═════ LISTED RECORDS ═════

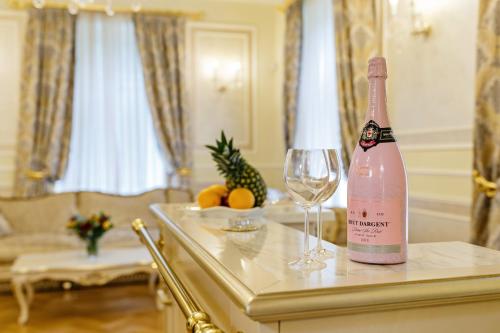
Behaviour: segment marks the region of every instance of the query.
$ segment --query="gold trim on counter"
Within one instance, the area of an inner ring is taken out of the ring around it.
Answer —
[[[183,283],[172,270],[160,249],[156,246],[153,238],[148,232],[146,225],[141,219],[132,222],[132,229],[147,247],[158,266],[158,271],[186,317],[186,327],[192,333],[223,333],[217,326],[212,324],[210,316],[201,309],[201,306],[193,298],[192,294],[184,287]]]

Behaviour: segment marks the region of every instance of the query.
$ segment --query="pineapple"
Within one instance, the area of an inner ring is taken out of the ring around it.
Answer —
[[[206,147],[211,151],[217,170],[226,179],[229,191],[240,187],[249,189],[255,197],[254,207],[262,206],[266,200],[267,188],[260,173],[245,161],[239,149],[233,147],[232,138],[227,141],[224,131],[220,141],[215,142],[215,146]]]

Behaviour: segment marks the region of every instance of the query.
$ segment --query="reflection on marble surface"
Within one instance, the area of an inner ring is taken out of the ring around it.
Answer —
[[[182,205],[155,205],[154,210],[167,226],[175,224],[175,232],[197,244],[195,252],[204,251],[216,259],[215,269],[236,277],[256,295],[500,276],[500,252],[461,242],[411,244],[408,262],[399,265],[356,263],[347,259],[344,248],[324,242],[335,258],[326,261],[326,269],[304,275],[288,267],[302,251],[300,231],[267,221],[257,231],[225,232],[214,221],[185,215]]]

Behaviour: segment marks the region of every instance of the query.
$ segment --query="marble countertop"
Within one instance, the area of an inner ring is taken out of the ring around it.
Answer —
[[[303,233],[267,221],[222,231],[179,204],[151,208],[175,239],[251,318],[259,321],[500,298],[500,252],[463,242],[410,244],[408,262],[367,265],[324,242],[336,258],[308,274],[289,269]],[[411,226],[410,226],[411,227]],[[316,239],[311,236],[311,244]]]

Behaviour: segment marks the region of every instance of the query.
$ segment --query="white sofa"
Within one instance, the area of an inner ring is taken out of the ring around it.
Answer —
[[[74,214],[90,216],[103,211],[111,216],[114,228],[100,240],[101,248],[138,246],[138,238],[130,227],[133,219],[142,218],[150,231],[157,233],[150,204],[191,200],[189,191],[179,189],[158,189],[134,196],[77,192],[30,199],[0,198],[0,214],[11,229],[0,236],[0,281],[9,279],[10,265],[20,254],[62,249],[85,251],[83,242],[66,229]]]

═════

### TASK
Give back the whole listing exactly as it stands. No pictures belong in the copy.

### WRITTEN SOLUTION
Behaviour: segment marks the region of every instance of the query.
$ segment --query="gold trim on counter"
Within one instance, the area of an inner ring is taken out of the ring around it.
Answer —
[[[183,283],[172,270],[160,249],[156,246],[153,238],[148,232],[146,225],[141,219],[132,222],[132,229],[147,247],[158,266],[158,271],[186,317],[186,327],[192,333],[223,333],[217,326],[212,324],[210,316],[201,309],[201,306],[193,298],[192,294],[184,287]]]

Behaviour: segment marks the region of every instance of the query.
$ segment --query="pineapple"
Within one instance, the area of an inner ring is taken out of the ring around it.
Answer —
[[[206,147],[211,151],[217,170],[226,179],[229,191],[240,187],[249,189],[255,197],[254,207],[262,206],[266,200],[267,188],[260,173],[245,161],[239,149],[233,147],[232,138],[227,141],[224,131],[220,141],[215,142],[215,146]]]

Behaviour: segment marks the region of every instance of the query.
$ segment --query="reflection on marble surface"
Within one instance, the area of an inner ring is taken out of the ring around it.
Answer —
[[[182,205],[155,205],[154,210],[167,226],[175,224],[175,232],[197,244],[195,252],[204,251],[216,259],[215,269],[236,277],[256,295],[500,276],[500,252],[461,242],[411,244],[408,262],[399,265],[356,263],[347,259],[344,248],[324,242],[335,258],[326,261],[326,269],[304,275],[288,267],[302,251],[300,231],[267,221],[257,231],[225,232],[214,221],[185,215]]]

Behaviour: segment marks the region of every instance of the query.
$ segment --query="marble countertop"
Within one instance, the area of an inner ring is taken out of the ring around it.
Answer —
[[[303,233],[267,221],[222,231],[179,204],[151,208],[175,239],[251,318],[259,321],[500,298],[500,252],[463,242],[410,244],[408,262],[367,265],[324,242],[336,258],[308,274],[289,269]],[[411,226],[410,226],[411,227]],[[316,239],[311,236],[311,244]]]

Behaviour: segment marks the region of every instance of the query.
$ segment --query="white sofa"
Within one instance, the area of an inner ring is taken out of the ring around it.
Answer —
[[[74,214],[90,216],[103,211],[111,216],[114,228],[100,240],[101,248],[138,246],[138,238],[130,227],[133,219],[142,218],[150,231],[157,233],[150,204],[191,200],[189,191],[179,189],[158,189],[134,196],[77,192],[30,199],[0,198],[0,214],[11,229],[0,236],[0,281],[9,279],[10,265],[20,254],[62,249],[85,251],[83,242],[66,229]]]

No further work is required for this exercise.